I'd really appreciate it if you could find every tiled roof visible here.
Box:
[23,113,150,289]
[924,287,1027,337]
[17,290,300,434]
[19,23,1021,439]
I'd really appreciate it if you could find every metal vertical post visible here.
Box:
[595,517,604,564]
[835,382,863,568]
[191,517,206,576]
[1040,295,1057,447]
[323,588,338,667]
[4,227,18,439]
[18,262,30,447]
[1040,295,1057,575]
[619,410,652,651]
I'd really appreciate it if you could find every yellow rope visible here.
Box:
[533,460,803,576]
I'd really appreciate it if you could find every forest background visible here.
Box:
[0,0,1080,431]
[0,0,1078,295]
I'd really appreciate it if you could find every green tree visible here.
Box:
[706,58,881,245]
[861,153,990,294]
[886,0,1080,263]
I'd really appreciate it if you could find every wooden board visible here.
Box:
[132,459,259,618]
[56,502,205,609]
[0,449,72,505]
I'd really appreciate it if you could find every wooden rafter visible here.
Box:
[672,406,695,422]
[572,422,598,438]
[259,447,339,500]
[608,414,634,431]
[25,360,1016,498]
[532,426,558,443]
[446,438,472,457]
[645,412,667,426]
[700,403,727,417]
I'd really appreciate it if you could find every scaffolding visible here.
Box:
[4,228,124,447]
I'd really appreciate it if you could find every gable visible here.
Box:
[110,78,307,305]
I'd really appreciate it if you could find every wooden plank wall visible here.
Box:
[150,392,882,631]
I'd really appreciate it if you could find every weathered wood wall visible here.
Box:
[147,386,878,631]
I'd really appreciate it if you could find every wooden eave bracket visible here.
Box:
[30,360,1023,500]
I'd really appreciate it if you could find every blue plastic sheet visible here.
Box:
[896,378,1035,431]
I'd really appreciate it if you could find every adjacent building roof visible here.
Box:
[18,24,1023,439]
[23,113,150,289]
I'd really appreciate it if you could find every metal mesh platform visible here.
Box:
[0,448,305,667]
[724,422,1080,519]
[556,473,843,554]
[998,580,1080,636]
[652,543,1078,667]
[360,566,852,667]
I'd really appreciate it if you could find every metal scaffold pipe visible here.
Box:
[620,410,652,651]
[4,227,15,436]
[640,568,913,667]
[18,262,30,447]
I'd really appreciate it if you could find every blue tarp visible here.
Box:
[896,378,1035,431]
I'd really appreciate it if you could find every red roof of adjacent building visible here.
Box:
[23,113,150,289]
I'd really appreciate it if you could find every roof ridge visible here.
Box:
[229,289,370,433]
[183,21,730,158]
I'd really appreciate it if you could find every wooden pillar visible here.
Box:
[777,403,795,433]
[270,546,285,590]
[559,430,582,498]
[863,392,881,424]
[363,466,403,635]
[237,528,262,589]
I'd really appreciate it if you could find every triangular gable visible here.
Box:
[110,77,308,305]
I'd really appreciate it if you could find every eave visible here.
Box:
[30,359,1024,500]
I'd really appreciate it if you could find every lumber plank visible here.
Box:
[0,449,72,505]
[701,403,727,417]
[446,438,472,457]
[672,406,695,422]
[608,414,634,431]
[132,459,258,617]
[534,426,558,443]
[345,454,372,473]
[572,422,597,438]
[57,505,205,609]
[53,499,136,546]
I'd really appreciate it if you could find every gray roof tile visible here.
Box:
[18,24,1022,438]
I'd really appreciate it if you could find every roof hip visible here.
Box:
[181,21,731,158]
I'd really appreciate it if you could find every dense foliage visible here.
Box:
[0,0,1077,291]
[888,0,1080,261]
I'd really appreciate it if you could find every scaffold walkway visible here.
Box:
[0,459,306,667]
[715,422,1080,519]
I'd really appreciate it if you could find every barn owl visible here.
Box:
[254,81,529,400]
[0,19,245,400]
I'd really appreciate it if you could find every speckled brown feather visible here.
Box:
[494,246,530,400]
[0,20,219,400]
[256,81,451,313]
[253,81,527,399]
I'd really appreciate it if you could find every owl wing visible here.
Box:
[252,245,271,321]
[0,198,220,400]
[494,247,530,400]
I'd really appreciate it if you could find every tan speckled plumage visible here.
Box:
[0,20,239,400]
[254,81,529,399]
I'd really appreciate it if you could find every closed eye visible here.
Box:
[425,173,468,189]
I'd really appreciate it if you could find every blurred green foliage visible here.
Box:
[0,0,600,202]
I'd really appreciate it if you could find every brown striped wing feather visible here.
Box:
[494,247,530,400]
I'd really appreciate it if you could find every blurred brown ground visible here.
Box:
━━━━━━
» **Written task**:
Format all of the data above as a JSON list of strings, one string per line, leaving out any blank lines.

» **The solution**:
[
  "I'd really appreciate it if you could find every tiled roof visible here.",
  "Box:",
  "[23,113,150,289]",
  "[924,287,1027,337]",
  "[17,290,300,434]",
  "[19,23,1021,439]",
  "I'd really appreciate it if you could find every metal vertical post visible here.",
  "Box:",
  "[595,517,604,564]",
  "[835,382,863,568]",
  "[191,517,206,576]",
  "[1040,295,1057,447]",
  "[323,588,338,667]",
  "[4,227,18,439]",
  "[18,262,30,447]",
  "[1040,295,1057,575]",
  "[619,410,652,651]",
  "I'd really appreciate it if you could find every yellow rope visible here.",
  "Box:",
  "[533,460,803,576]",
  "I'd really appreciate it if you could find every forest background visible here.",
  "Box:",
  "[0,0,1080,431]",
  "[0,0,1078,295]",
  "I'd really appreciate it if you could find every green tree visible here.",
  "Box:",
  "[706,58,881,245]",
  "[861,153,990,294]",
  "[886,0,1080,263]",
  "I'd really appreciate it if you could find every wooden board visible here.",
  "Box:",
  "[132,459,259,618]",
  "[56,502,205,609]",
  "[0,449,72,505]",
  "I'd really appreciate it if you could find every wooden rafter visible here.",
  "Box:",
  "[672,406,695,422]",
  "[572,422,598,438]",
  "[259,447,339,500]",
  "[608,414,634,431]",
  "[25,360,1016,498]",
  "[532,426,558,443]",
  "[446,438,472,457]",
  "[645,412,667,426]",
  "[700,403,727,417]",
  "I'd really appreciate it if you could find every scaffolding visible here.",
  "Box:",
  "[4,228,124,447]",
  "I'd really appreciate it if you could find every gable visible here.",
  "Box:",
  "[110,78,307,305]",
  "I'd really appreciate it if you could find every wooden plank wall visible here.",
  "Box:",
  "[150,392,882,631]",
  "I'd really appreciate it if you could find every weathered wood wall visible here.",
  "Box:",
  "[147,386,878,631]",
  "I'd really appreciate it if you could find every wooden eave bracket visible here.",
  "Box:",
  "[30,360,1023,500]",
  "I'd really appreciate it if you could find every blue plastic sheet visible here.",
  "Box:",
  "[896,378,1035,431]",
  "I'd really appreciate it if you could find every adjacent building roof visible here.",
  "Box:",
  "[18,24,1023,439]",
  "[23,113,150,289]",
  "I'd really appreciate it if you could find every metal mesh platform visible here.",
  "Box:",
  "[0,448,305,667]",
  "[724,422,1080,519]",
  "[556,473,843,554]",
  "[998,580,1080,636]",
  "[652,543,1078,667]",
  "[360,566,852,667]",
  "I'd really appreciate it if you could find every metal scaffold pipe visible here.",
  "Box:",
  "[620,410,652,651]",
  "[4,227,15,436]",
  "[640,568,913,667]",
  "[18,262,30,447]",
  "I'd really appreciate it if you could find every blue tarp visible here.",
  "Box:",
  "[896,378,1035,431]",
  "I'd really appreciate it if you could find every red roof of adjacent building visible here.",
  "Box:",
  "[23,113,150,289]",
  "I'd really appreciate it if you could find every roof ridge visible here.",
  "Box:",
  "[229,289,370,433]",
  "[183,21,730,158]",
  "I'd really appreciate it if you could find every wooden pillar visible here.",
  "Box:",
  "[777,403,795,433]",
  "[270,546,285,590]",
  "[559,430,582,498]",
  "[863,392,881,424]",
  "[363,466,403,635]",
  "[237,528,262,589]",
  "I'd really appreciate it if you could find every triangular gable visible here.",
  "Box:",
  "[110,77,308,305]",
  "I'd really appreciate it if you could find every eave visible here.",
  "Box:",
  "[30,359,1024,500]",
  "I'd really appreciate it if you could find every lumber plank visible here.",
  "Box:",
  "[0,449,72,505]",
  "[701,403,727,417]",
  "[446,438,472,457]",
  "[672,406,695,422]",
  "[608,414,634,431]",
  "[132,459,258,617]",
  "[534,426,558,443]",
  "[345,454,372,473]",
  "[572,422,597,438]",
  "[57,505,205,609]",
  "[53,499,136,546]",
  "I'd really appreciate it if you could find every gray roof tile visible here.",
  "Box:",
  "[18,24,1022,438]",
  "I'd really appreciate it if you could find every roof hip visible here.",
  "Box:",
  "[181,21,731,158]",
  "I'd really appreciate it if you could find every dense foliage visible here.",
  "Box:",
  "[0,0,1077,291]",
  "[888,0,1080,261]",
  "I'd really appreciate it if you could find every scaffold walkway visible here.",
  "Box:",
  "[0,459,306,667]",
  "[715,422,1080,519]",
  "I'd really appreciate it if you could find every barn owl visible here.",
  "Box:",
  "[254,81,529,400]",
  "[0,19,245,400]",
  "I'd really appreciate it if you could find every speckled brown feather visible here.",
  "Box:",
  "[494,246,530,400]",
  "[0,20,219,400]",
  "[256,81,451,313]",
  "[253,81,527,399]",
  "I'd really appreciate it if you could find every owl wing visible here.",
  "Box:",
  "[252,245,271,321]",
  "[0,198,220,400]",
  "[494,247,530,400]",
  "I'd really appreciate it if you could find every tan speckled plumage visible here.",
  "Box:",
  "[0,20,239,400]",
  "[254,81,529,399]",
  "I'd really appreciate it if you could find every closed eye visible here.",
  "Box:",
  "[425,173,468,189]",
  "I'd really appreciate it if you could find every blurred green foliage visible here.",
  "Box:",
  "[0,0,600,202]",
  "I'd really appreciate it if you could find every brown striped wing feather visible here.",
  "Box:",
  "[494,247,530,400]",
  "I'd really appreciate it if you could find every blurred brown ground visible here.",
  "Box:"
]